_Problem description_:
Copy the data below word for word, from the line containing "Query: bush" through the line containing "column 237, row 54", and omit the pictures.

Point annotation data
######

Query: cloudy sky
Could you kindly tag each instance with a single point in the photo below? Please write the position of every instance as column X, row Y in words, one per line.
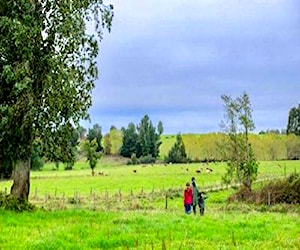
column 173, row 59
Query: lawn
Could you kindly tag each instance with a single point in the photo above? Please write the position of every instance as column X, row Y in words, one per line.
column 141, row 207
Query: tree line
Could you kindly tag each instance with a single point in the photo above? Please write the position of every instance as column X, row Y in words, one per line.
column 47, row 73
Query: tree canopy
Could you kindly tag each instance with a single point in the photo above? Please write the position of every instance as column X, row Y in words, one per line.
column 293, row 126
column 47, row 72
column 242, row 165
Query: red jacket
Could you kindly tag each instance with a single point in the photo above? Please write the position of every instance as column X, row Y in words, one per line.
column 188, row 196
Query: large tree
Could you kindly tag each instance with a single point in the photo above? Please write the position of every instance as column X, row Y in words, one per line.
column 177, row 153
column 293, row 126
column 95, row 133
column 242, row 165
column 47, row 73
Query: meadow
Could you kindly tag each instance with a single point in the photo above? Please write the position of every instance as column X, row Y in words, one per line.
column 141, row 207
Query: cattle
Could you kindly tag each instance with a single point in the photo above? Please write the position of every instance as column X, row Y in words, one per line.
column 208, row 170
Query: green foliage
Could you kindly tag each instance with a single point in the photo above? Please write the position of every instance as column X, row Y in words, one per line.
column 37, row 161
column 12, row 203
column 282, row 191
column 177, row 153
column 293, row 126
column 140, row 229
column 148, row 141
column 147, row 159
column 129, row 141
column 47, row 71
column 142, row 140
column 96, row 134
column 242, row 165
column 6, row 168
column 91, row 153
column 113, row 141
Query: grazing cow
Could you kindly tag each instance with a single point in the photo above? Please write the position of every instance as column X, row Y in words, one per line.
column 208, row 170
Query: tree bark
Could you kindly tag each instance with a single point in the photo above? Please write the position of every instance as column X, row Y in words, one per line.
column 21, row 179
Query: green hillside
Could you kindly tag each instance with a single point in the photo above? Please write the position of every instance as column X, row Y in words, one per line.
column 209, row 146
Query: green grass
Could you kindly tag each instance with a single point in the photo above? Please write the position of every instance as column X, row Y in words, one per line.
column 82, row 229
column 127, row 210
column 121, row 178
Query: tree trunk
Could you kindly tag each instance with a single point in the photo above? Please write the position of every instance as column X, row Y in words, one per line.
column 21, row 179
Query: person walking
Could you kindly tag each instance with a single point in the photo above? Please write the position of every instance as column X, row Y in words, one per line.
column 201, row 200
column 188, row 198
column 195, row 194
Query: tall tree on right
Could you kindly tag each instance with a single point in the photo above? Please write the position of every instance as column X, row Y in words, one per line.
column 293, row 126
column 177, row 153
column 238, row 123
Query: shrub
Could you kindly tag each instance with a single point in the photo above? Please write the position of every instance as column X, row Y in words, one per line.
column 147, row 159
column 12, row 203
column 285, row 191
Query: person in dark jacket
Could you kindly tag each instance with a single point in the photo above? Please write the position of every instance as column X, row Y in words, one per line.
column 188, row 198
column 201, row 202
column 195, row 194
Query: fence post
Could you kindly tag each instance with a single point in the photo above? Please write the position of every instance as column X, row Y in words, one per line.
column 120, row 194
column 166, row 200
column 35, row 194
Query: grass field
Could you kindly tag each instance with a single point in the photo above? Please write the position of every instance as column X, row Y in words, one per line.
column 126, row 209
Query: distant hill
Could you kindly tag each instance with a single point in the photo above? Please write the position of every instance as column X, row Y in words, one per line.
column 204, row 146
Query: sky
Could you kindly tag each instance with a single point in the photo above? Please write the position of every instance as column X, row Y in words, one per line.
column 173, row 59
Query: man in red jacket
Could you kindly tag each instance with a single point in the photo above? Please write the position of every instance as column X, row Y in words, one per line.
column 188, row 198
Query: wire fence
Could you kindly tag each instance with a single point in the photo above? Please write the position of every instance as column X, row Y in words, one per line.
column 155, row 199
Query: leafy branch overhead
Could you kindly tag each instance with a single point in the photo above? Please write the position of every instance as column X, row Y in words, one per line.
column 47, row 73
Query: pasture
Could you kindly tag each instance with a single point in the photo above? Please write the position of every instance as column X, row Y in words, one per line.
column 141, row 207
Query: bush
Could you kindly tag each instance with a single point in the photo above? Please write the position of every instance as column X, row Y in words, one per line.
column 147, row 159
column 9, row 202
column 285, row 191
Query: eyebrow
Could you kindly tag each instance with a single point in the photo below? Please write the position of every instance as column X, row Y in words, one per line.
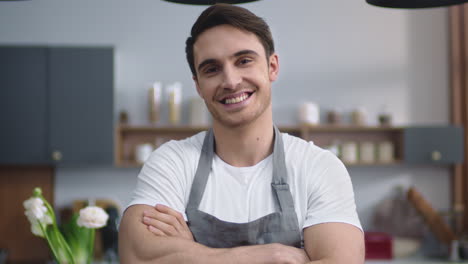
column 237, row 54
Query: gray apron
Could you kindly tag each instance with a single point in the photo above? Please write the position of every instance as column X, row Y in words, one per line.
column 278, row 227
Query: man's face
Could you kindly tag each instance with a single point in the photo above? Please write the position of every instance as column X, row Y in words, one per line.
column 233, row 75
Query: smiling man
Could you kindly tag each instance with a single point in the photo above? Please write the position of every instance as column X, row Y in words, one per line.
column 241, row 192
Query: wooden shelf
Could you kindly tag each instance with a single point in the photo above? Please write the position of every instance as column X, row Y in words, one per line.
column 128, row 137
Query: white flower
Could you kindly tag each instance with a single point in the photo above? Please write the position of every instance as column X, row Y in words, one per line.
column 37, row 215
column 35, row 208
column 36, row 229
column 92, row 217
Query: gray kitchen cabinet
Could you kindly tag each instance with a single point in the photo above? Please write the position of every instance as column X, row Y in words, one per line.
column 81, row 105
column 56, row 105
column 23, row 105
column 433, row 144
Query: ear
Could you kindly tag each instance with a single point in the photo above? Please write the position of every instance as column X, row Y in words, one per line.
column 195, row 80
column 273, row 67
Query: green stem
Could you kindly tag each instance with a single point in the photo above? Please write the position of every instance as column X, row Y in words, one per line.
column 91, row 245
column 59, row 238
column 50, row 242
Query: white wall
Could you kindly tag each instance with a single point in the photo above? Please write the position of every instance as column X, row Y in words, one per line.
column 341, row 54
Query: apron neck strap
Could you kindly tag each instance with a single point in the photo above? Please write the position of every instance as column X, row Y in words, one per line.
column 279, row 180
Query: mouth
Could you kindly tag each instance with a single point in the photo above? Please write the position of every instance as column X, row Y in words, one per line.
column 236, row 98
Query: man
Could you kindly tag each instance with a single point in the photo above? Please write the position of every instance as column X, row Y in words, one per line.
column 249, row 193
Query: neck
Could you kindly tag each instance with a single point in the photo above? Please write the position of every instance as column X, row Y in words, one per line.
column 245, row 145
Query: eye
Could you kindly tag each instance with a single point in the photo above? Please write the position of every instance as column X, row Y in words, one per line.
column 244, row 61
column 210, row 69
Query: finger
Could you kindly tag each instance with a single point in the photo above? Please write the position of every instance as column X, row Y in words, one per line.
column 167, row 210
column 156, row 231
column 165, row 228
column 165, row 218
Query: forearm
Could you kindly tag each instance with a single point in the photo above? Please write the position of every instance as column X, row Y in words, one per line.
column 175, row 250
column 138, row 245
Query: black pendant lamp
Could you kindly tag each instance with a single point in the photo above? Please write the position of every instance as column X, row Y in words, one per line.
column 415, row 3
column 210, row 2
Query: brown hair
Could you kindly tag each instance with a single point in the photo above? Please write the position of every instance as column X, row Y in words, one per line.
column 225, row 14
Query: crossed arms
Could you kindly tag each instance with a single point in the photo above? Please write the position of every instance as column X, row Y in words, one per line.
column 164, row 237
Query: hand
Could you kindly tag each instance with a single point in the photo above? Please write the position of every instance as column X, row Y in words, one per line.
column 164, row 221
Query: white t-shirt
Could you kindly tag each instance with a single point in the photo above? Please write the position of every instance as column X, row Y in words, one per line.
column 319, row 182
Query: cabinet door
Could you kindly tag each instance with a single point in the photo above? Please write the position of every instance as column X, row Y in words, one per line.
column 81, row 105
column 23, row 98
column 436, row 145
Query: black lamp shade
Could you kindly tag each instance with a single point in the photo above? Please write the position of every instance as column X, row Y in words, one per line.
column 210, row 2
column 415, row 3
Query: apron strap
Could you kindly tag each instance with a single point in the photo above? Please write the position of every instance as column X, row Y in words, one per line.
column 279, row 180
column 203, row 171
column 280, row 175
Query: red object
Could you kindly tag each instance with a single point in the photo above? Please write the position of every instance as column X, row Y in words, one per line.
column 378, row 245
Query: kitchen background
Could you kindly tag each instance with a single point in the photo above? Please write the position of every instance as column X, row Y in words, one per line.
column 339, row 54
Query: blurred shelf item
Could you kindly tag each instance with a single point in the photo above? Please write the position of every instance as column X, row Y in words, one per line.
column 436, row 145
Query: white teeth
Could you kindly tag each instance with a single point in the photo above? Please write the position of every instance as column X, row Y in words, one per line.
column 237, row 99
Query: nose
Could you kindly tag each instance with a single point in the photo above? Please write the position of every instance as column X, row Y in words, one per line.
column 231, row 78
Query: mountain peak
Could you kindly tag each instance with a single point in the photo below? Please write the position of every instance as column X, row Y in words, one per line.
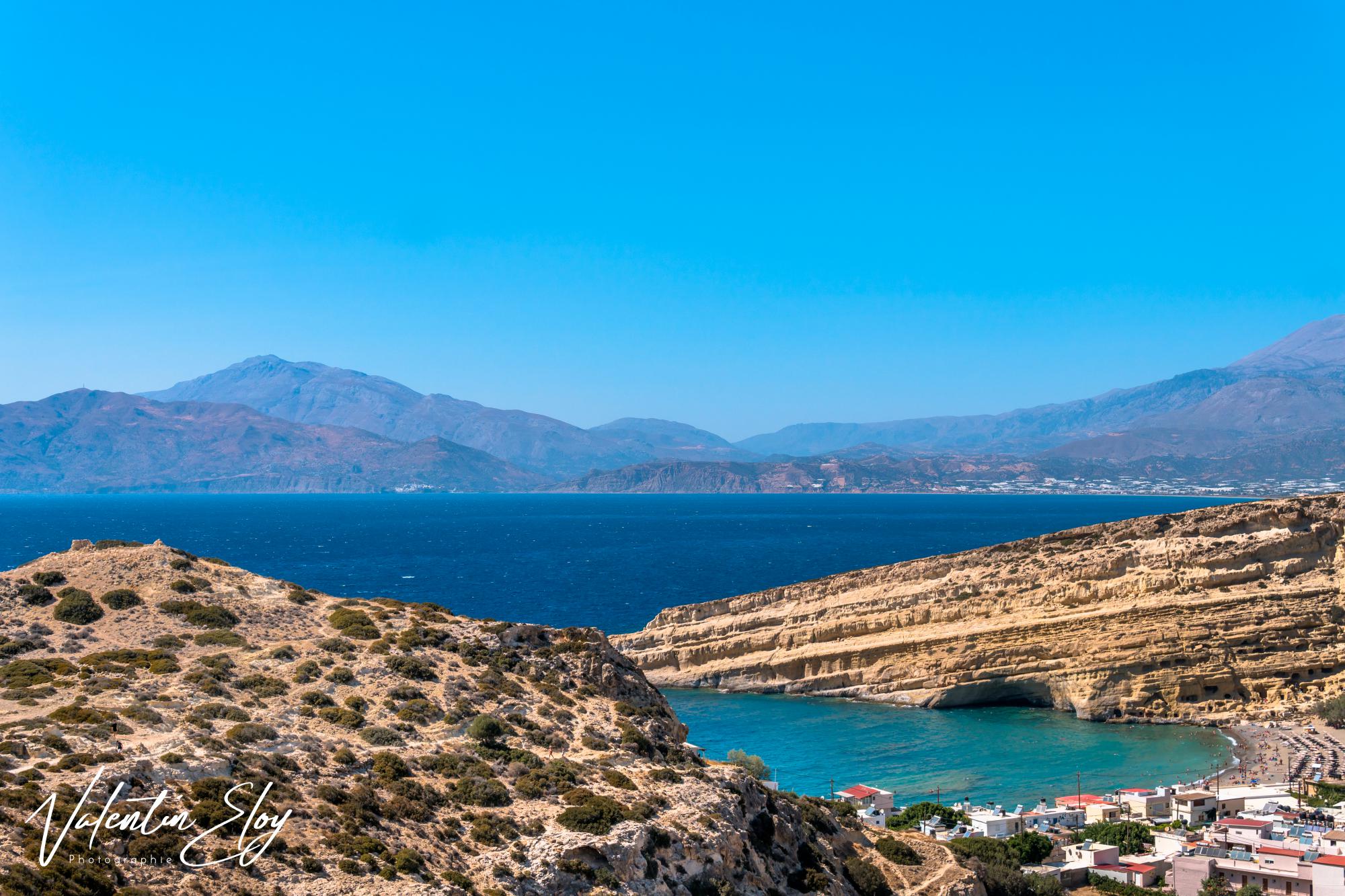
column 1311, row 348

######

_Reply to the exercise_:
Query: bush
Could you kindly tag each instance with a single point in the photo above? Please write the position of every instance as column X, row Y in words, one per line.
column 147, row 159
column 9, row 202
column 285, row 191
Query: eyebrow
Could you kindly tag each instance with a single point in the photo below? Please write the position of every instance as column X, row Y in words, one per line.
column 237, row 54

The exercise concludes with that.